Lines of data:

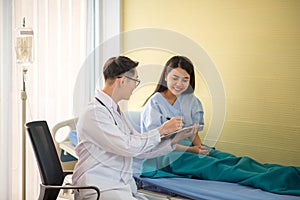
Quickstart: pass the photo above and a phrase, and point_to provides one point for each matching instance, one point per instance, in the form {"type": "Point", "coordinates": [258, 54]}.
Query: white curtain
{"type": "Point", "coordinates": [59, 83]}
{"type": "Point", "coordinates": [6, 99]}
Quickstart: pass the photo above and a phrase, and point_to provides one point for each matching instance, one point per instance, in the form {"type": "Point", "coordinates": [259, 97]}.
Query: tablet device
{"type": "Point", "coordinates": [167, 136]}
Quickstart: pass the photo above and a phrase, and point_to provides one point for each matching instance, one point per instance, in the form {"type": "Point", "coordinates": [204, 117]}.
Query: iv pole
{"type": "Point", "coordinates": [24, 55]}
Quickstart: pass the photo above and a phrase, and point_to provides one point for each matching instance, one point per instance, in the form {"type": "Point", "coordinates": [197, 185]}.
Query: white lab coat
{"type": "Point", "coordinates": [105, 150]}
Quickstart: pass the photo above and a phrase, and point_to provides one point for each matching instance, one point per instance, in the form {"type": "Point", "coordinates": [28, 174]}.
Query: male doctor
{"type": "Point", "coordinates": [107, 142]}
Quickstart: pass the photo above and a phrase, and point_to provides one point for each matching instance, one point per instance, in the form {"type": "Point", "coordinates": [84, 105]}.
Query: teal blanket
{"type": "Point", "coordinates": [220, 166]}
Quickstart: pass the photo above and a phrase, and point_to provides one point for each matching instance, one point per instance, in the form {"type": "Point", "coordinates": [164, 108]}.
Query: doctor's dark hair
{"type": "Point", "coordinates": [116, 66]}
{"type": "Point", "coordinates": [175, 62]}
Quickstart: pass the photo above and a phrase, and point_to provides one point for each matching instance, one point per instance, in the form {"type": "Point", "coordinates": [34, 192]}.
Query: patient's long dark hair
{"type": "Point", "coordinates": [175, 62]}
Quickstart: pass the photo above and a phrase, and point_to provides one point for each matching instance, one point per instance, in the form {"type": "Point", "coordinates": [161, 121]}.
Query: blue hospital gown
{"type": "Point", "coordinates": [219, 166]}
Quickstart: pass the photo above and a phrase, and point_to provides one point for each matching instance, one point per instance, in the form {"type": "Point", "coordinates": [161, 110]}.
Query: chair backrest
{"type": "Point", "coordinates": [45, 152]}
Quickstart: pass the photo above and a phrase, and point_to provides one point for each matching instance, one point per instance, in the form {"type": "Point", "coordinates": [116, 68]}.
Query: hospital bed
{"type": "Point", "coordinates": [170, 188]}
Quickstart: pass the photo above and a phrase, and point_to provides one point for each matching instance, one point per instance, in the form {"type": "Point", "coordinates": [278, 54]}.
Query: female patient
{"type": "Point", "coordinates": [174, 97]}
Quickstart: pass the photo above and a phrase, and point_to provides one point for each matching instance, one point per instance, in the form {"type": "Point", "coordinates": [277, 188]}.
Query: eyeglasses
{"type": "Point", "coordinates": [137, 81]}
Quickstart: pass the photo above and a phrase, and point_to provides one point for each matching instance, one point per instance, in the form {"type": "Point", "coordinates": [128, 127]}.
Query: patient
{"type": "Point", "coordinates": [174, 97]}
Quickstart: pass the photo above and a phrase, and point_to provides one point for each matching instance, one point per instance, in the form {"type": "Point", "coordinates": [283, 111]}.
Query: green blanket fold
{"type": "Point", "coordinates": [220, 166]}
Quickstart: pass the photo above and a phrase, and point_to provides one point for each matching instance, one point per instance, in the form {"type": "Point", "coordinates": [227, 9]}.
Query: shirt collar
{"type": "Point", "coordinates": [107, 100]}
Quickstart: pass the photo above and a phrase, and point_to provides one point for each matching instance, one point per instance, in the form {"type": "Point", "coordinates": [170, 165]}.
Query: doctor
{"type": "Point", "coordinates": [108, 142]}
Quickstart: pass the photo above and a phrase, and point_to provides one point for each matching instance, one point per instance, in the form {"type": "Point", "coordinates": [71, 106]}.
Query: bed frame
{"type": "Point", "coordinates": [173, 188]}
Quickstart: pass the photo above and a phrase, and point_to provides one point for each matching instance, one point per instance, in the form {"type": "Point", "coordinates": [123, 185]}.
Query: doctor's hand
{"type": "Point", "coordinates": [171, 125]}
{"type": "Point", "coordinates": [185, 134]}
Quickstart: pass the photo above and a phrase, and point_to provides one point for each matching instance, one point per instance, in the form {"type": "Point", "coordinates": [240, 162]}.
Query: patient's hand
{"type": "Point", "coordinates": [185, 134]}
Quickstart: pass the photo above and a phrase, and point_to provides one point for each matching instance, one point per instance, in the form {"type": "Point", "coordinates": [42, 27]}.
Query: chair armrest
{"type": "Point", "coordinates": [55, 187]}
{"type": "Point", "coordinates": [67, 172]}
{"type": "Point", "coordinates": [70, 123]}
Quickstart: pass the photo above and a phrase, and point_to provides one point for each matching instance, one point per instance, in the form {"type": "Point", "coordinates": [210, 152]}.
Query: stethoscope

> **Task requirements**:
Copy out each line above that contains the string "blanket".

> **In response**:
Query: teal blanket
Query: green blanket fold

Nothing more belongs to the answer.